[Dataset entries]
** Start **

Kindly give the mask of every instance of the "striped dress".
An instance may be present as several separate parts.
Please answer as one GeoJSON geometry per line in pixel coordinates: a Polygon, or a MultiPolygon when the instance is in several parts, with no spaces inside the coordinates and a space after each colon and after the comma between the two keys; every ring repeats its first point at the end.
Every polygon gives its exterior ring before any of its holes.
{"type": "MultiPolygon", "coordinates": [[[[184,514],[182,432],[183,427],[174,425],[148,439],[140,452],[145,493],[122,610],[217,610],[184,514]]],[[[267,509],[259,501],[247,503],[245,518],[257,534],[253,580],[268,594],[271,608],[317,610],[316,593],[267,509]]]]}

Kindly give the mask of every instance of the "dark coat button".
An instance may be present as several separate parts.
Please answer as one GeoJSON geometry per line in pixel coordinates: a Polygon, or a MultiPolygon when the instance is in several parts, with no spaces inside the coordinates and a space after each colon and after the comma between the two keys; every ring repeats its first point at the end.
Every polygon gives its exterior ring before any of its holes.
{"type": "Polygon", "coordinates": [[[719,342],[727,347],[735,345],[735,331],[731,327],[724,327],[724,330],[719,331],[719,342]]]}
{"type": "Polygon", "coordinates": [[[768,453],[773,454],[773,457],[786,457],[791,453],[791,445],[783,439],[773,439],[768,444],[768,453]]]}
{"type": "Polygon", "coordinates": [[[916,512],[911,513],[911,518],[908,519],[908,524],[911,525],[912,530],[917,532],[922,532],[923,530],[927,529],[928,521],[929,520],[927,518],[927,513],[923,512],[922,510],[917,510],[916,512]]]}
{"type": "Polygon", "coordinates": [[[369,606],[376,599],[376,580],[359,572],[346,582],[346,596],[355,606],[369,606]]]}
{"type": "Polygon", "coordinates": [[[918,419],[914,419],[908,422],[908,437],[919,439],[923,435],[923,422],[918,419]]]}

** End **

**Task brief:**
Print the data above again line for line, with no changes.

**Answer for this exercise:**
Kindly give the mask of every instance of the "striped dress".
An instance may be present as several separate parts.
Please answer as one GeoJSON geometry per line in pixel coordinates: a Polygon, or a MultiPolygon when the instance is in several parts, with no spaces inside the coordinates and a space after each colon and after the comma between the two keys; every ring repeats its first point at the end.
Every polygon gives its exterior ring before any of its holes.
{"type": "MultiPolygon", "coordinates": [[[[184,514],[182,432],[183,427],[174,425],[148,439],[140,452],[145,493],[122,610],[217,610],[184,514]]],[[[267,509],[259,501],[247,503],[245,518],[257,534],[253,580],[268,594],[271,608],[317,610],[316,593],[267,509]]]]}

Kindly give the mask of every instance of the "dark coat button".
An instance may be present as several separate parts.
Please answer as one GeoJSON geometry per line in pixel coordinates: a Polygon, or a MultiPolygon when the instance is in several parts, with no spaces inside the coordinates and a space after each colon and after the comma between the two keys; every ring repeats its first point at the end.
Every polygon gives its exterior ring before any of its holes.
{"type": "Polygon", "coordinates": [[[719,342],[727,347],[735,345],[735,331],[731,327],[724,327],[724,330],[719,331],[719,342]]]}
{"type": "Polygon", "coordinates": [[[768,453],[773,454],[773,457],[786,457],[791,453],[791,445],[783,439],[773,439],[768,444],[768,453]]]}
{"type": "Polygon", "coordinates": [[[916,512],[911,513],[911,518],[908,519],[908,524],[911,525],[912,530],[917,532],[922,532],[923,530],[927,529],[928,521],[929,520],[927,518],[927,513],[923,512],[922,510],[917,510],[916,512]]]}
{"type": "Polygon", "coordinates": [[[369,606],[376,599],[376,580],[359,572],[346,582],[346,596],[355,606],[369,606]]]}
{"type": "Polygon", "coordinates": [[[918,419],[914,419],[908,422],[908,437],[919,439],[923,435],[923,422],[918,419]]]}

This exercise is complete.